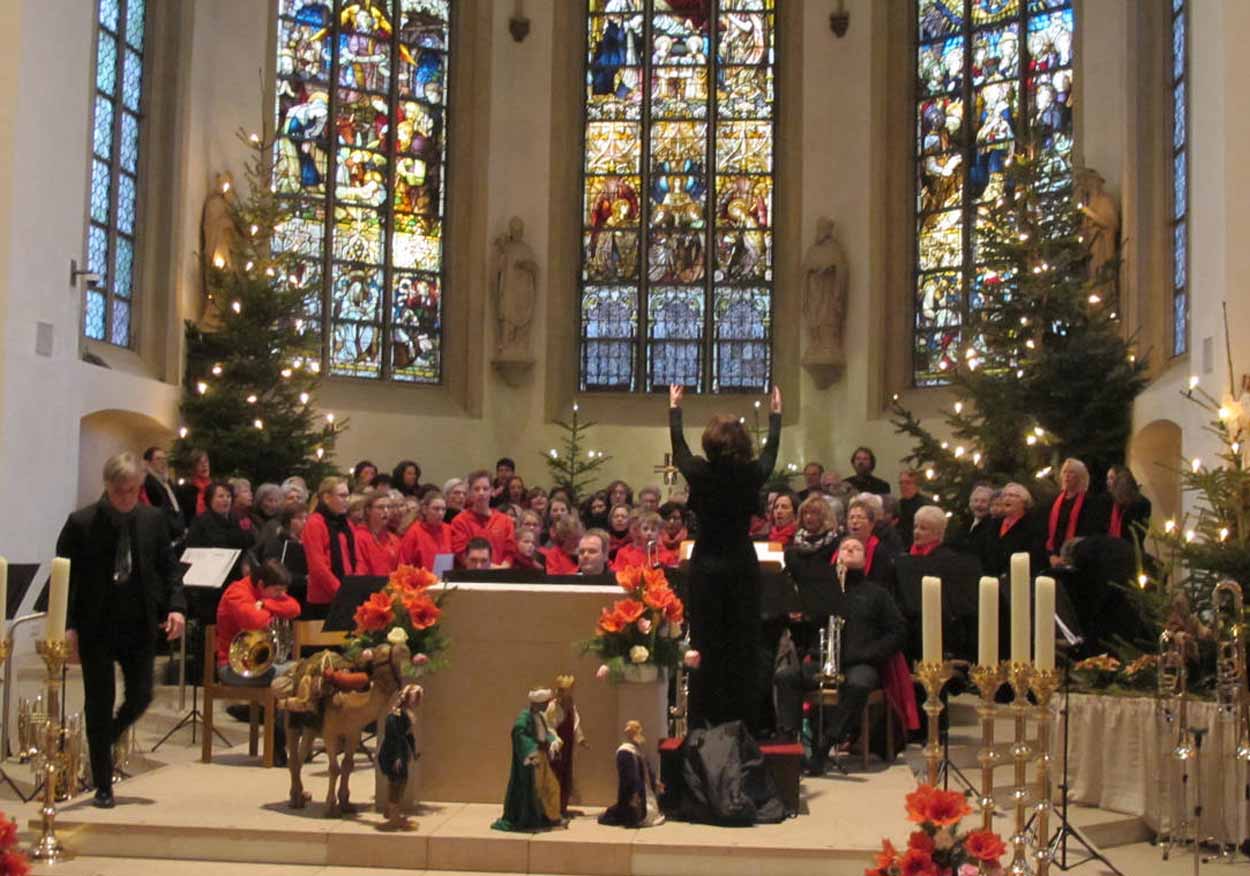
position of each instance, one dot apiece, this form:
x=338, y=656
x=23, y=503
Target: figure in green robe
x=533, y=800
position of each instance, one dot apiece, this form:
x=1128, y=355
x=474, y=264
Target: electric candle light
x=1044, y=631
x=1020, y=607
x=988, y=622
x=931, y=615
x=58, y=600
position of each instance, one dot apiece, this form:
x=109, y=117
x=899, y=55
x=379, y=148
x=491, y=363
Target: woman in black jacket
x=215, y=527
x=724, y=569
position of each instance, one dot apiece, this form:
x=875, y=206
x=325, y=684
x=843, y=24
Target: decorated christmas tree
x=1043, y=370
x=574, y=466
x=251, y=365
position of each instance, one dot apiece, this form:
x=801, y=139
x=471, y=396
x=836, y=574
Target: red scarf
x=1008, y=522
x=1071, y=520
x=783, y=534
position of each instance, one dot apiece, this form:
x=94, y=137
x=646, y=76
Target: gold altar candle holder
x=933, y=675
x=1044, y=685
x=1020, y=677
x=55, y=654
x=988, y=680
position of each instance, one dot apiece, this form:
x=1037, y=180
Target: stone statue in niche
x=1100, y=229
x=219, y=233
x=514, y=294
x=824, y=298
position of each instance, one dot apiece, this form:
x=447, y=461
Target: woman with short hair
x=329, y=545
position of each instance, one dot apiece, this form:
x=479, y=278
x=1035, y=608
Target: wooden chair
x=260, y=701
x=829, y=697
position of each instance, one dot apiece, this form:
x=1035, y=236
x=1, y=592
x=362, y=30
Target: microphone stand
x=1066, y=829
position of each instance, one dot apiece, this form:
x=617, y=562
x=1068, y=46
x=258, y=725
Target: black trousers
x=135, y=651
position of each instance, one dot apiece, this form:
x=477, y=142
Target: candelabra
x=1020, y=676
x=933, y=675
x=988, y=680
x=1044, y=684
x=54, y=755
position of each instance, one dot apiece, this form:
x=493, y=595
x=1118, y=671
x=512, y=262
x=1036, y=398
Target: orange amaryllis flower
x=946, y=807
x=374, y=614
x=916, y=864
x=630, y=579
x=609, y=622
x=421, y=611
x=629, y=611
x=985, y=845
x=411, y=579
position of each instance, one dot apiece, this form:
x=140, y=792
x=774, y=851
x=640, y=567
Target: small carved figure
x=563, y=717
x=638, y=792
x=398, y=750
x=515, y=276
x=824, y=296
x=533, y=799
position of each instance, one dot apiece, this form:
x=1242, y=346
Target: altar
x=508, y=637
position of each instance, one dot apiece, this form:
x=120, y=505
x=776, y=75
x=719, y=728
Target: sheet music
x=209, y=566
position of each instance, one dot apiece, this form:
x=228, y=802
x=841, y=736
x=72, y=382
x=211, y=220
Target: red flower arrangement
x=403, y=610
x=938, y=849
x=13, y=860
x=643, y=629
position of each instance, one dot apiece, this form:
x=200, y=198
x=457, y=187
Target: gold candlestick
x=1044, y=685
x=933, y=675
x=1019, y=676
x=55, y=652
x=988, y=680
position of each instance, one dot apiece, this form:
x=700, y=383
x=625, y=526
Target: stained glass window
x=676, y=238
x=360, y=161
x=1180, y=176
x=113, y=210
x=988, y=71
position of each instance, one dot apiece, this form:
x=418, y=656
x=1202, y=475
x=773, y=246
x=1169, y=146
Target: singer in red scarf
x=785, y=521
x=1074, y=511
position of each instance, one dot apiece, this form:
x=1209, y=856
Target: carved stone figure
x=1101, y=226
x=218, y=229
x=824, y=296
x=515, y=276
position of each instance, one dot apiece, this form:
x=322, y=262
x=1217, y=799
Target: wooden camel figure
x=338, y=717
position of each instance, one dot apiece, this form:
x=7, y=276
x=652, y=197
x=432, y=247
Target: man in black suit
x=125, y=587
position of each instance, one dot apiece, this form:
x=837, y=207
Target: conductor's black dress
x=724, y=579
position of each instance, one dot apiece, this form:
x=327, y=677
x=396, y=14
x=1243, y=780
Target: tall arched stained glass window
x=1180, y=176
x=114, y=209
x=676, y=240
x=988, y=73
x=360, y=158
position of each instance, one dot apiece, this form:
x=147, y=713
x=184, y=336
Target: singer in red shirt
x=481, y=521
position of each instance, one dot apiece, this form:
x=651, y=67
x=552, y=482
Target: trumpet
x=831, y=650
x=1173, y=712
x=1231, y=695
x=253, y=652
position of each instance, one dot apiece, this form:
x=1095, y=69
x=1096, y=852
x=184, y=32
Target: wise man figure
x=563, y=717
x=638, y=792
x=533, y=799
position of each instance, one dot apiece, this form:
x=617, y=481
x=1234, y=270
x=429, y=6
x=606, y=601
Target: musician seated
x=251, y=605
x=873, y=635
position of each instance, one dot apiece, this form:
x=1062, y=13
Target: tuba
x=254, y=651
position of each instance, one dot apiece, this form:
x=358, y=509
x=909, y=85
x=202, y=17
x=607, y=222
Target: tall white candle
x=1044, y=634
x=1020, y=607
x=930, y=612
x=58, y=600
x=988, y=622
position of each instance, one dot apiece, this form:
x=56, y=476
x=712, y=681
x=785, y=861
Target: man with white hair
x=1074, y=512
x=125, y=589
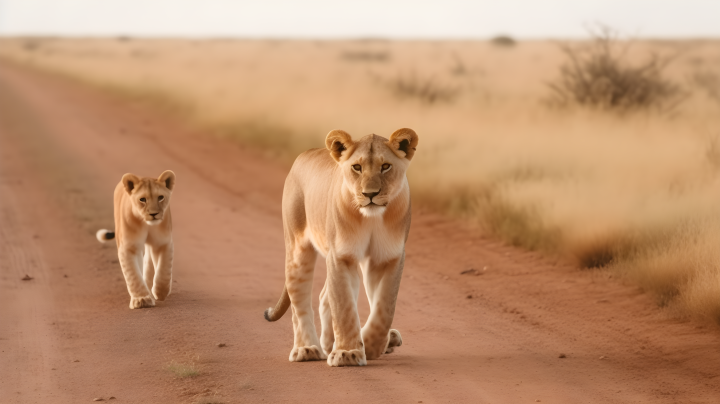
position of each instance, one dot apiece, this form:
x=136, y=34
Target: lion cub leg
x=382, y=283
x=130, y=260
x=343, y=283
x=299, y=268
x=162, y=257
x=148, y=267
x=327, y=336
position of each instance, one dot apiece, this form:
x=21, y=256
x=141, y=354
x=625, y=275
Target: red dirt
x=67, y=336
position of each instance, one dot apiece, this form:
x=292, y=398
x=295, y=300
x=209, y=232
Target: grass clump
x=183, y=370
x=598, y=75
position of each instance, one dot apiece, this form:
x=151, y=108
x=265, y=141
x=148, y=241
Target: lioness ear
x=130, y=181
x=403, y=143
x=167, y=178
x=338, y=142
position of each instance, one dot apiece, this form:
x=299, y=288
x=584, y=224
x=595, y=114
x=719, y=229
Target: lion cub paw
x=141, y=302
x=394, y=340
x=307, y=353
x=339, y=357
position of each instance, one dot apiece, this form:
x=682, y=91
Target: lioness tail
x=274, y=314
x=105, y=235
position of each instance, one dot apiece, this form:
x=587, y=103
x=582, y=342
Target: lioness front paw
x=394, y=340
x=307, y=353
x=160, y=295
x=141, y=302
x=340, y=357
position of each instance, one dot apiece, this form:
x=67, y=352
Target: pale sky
x=401, y=19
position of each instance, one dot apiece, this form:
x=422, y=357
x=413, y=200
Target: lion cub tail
x=274, y=314
x=105, y=235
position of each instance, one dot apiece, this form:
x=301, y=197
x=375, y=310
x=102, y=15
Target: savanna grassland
x=633, y=189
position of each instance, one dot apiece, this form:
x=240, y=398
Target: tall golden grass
x=634, y=192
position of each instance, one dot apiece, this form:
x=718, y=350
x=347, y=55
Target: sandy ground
x=67, y=336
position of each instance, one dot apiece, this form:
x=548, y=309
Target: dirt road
x=67, y=335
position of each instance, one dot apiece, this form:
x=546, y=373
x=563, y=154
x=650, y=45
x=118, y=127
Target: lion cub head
x=149, y=197
x=373, y=168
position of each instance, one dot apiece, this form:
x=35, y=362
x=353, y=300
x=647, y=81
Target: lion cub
x=143, y=231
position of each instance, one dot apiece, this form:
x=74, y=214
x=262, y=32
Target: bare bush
x=597, y=75
x=425, y=89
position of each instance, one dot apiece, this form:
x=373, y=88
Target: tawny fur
x=143, y=232
x=349, y=202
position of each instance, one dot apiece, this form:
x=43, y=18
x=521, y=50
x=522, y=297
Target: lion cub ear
x=168, y=179
x=403, y=143
x=338, y=142
x=130, y=181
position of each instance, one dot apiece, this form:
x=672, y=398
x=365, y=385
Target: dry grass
x=635, y=193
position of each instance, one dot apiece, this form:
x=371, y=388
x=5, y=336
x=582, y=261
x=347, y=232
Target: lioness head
x=373, y=168
x=149, y=197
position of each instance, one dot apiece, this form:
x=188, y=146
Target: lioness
x=350, y=203
x=143, y=227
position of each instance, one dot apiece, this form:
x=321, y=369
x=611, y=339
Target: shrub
x=424, y=89
x=597, y=76
x=503, y=40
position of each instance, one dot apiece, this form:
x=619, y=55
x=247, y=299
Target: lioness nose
x=371, y=194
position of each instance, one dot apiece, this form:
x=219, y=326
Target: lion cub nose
x=371, y=194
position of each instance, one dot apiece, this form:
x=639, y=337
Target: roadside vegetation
x=585, y=150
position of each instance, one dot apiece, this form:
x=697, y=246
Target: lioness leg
x=162, y=258
x=299, y=268
x=327, y=337
x=382, y=282
x=130, y=260
x=148, y=267
x=343, y=282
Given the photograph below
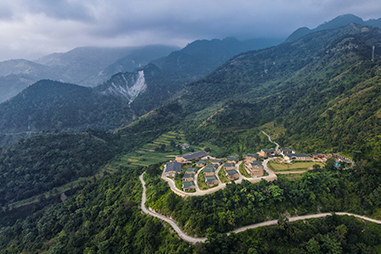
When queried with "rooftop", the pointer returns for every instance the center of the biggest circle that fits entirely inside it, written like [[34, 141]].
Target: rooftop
[[256, 163], [228, 165], [209, 170], [188, 176], [193, 156], [191, 171], [210, 178], [231, 172], [173, 166], [187, 185], [287, 150], [300, 155], [251, 155]]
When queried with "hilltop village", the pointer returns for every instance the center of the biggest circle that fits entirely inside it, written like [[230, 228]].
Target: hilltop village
[[199, 173]]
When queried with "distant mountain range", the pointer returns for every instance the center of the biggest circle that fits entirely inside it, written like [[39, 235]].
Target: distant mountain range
[[337, 22], [322, 89], [80, 66], [128, 95]]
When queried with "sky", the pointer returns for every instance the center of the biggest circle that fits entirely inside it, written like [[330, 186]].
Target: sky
[[31, 29]]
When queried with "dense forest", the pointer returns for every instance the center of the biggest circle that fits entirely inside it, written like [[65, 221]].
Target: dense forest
[[104, 217], [49, 160], [320, 94]]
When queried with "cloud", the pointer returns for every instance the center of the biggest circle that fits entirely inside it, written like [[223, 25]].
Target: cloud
[[32, 28]]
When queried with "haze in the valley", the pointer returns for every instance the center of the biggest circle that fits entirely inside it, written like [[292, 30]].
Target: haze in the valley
[[32, 29]]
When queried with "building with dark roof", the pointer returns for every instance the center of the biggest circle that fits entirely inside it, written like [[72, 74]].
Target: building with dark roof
[[320, 156], [251, 157], [218, 162], [254, 168], [284, 151], [229, 166], [188, 177], [233, 159], [211, 180], [191, 170], [190, 185], [172, 168], [201, 163], [209, 171], [231, 174], [298, 157], [191, 156], [266, 152]]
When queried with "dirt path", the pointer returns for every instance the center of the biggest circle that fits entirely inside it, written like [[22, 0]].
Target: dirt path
[[268, 136], [291, 172], [194, 240], [173, 223]]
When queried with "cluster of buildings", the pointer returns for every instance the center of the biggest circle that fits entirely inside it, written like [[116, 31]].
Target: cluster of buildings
[[252, 164]]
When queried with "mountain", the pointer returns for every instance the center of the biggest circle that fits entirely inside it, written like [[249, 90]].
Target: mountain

---------------

• _What you have to do_
Give the lines in the records above as a numbered list, starting at the line that contains "like [[72, 74]]." and ending at the line that contains "Target: building with dark roof", with both of those lines included and any blank lines left out.

• _Output_
1. When queried with "building with dark roof", the pointer returns for every instance the center of the biggest circle that fits entirely inside it, written like [[72, 74]].
2. Target: building with dark roof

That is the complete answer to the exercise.